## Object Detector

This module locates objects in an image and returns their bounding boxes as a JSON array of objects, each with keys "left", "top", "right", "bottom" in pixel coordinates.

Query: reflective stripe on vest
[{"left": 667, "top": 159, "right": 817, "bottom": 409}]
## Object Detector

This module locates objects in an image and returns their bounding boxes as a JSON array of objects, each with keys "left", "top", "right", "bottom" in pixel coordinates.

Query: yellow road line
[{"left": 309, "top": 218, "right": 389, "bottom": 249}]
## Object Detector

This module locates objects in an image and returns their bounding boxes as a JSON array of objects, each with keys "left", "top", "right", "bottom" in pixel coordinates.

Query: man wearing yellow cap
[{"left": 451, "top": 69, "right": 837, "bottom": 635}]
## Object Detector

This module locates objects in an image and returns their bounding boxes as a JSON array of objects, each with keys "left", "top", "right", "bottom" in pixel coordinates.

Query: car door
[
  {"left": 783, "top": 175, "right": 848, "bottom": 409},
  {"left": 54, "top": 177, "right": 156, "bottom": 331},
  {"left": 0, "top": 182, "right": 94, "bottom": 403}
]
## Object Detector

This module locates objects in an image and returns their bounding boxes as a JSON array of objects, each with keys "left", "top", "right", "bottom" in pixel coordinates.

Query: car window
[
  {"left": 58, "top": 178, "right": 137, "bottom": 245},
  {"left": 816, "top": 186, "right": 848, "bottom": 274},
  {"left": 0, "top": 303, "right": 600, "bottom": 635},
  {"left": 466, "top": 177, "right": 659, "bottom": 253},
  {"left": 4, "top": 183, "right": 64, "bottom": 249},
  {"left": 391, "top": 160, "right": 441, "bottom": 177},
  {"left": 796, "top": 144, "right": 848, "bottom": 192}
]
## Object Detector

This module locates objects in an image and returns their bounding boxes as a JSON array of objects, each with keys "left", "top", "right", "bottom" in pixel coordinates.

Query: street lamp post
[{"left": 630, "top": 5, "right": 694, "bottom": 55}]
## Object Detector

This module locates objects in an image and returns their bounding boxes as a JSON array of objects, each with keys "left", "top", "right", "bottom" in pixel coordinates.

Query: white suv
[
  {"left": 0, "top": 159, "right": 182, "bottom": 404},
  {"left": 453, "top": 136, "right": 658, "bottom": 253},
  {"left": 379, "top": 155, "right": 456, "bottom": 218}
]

_ _ _ _ _ _ _

- Task brief -
Every record must be transcribed exactly as written.

- Exercise response -
## Object Detector

This module locates objects in an image and returns their bounding boxes as a JSON array of objects, each with keys "left", "top", "right", "bottom" in pixel coordinates.

Query: reflective stripe on vest
[{"left": 667, "top": 159, "right": 817, "bottom": 409}]
## Object Detector

This module locates objects in an image and returns their bounding boxes as a JSON array of objects, each with keys "left", "top", "right", "bottom" in pixel coordinates.

Query: yellow road line
[{"left": 309, "top": 218, "right": 389, "bottom": 249}]
## Object Detector

This module locates objects in an image and returns their bounding boxes as a JSON array of objects, each with keys "left", "top", "right", "bottom" in pixel coordinates.

Query: man wearing yellow cap
[{"left": 451, "top": 69, "right": 837, "bottom": 635}]
## Object Detector

This module locates objects in an image and returns their bounding boxes as a JSON array of objects, each with keys "left", "top", "right", "bottom" in pixel coordinates.

Query: car door
[
  {"left": 783, "top": 175, "right": 848, "bottom": 409},
  {"left": 54, "top": 177, "right": 156, "bottom": 331},
  {"left": 0, "top": 182, "right": 94, "bottom": 403}
]
## Object Detector

This module locates objects in an image and returns their bounding boxes as a JSON array of objects, each with keys "left", "top", "right", "bottom" in pixel coordinates.

Query: car window
[
  {"left": 58, "top": 178, "right": 137, "bottom": 245},
  {"left": 816, "top": 186, "right": 848, "bottom": 274},
  {"left": 0, "top": 303, "right": 600, "bottom": 635},
  {"left": 466, "top": 177, "right": 659, "bottom": 253},
  {"left": 4, "top": 183, "right": 64, "bottom": 249},
  {"left": 391, "top": 160, "right": 441, "bottom": 177},
  {"left": 796, "top": 144, "right": 848, "bottom": 192}
]
## Object Detector

This module locates objects in an image and returns their bounding boxes as a JSON array of objects, each with keys "left", "top", "right", "bottom" in pixel coordinates.

Query: street lamp post
[{"left": 630, "top": 5, "right": 694, "bottom": 55}]
## Object Detector

This module locates objects in an image and returns their bounding boxes as a JSON array of objects, each with keys "left", "top", "right", "bottom" in pixel coordinates.

Query: white suv
[
  {"left": 0, "top": 159, "right": 182, "bottom": 404},
  {"left": 453, "top": 136, "right": 658, "bottom": 253},
  {"left": 379, "top": 155, "right": 456, "bottom": 218}
]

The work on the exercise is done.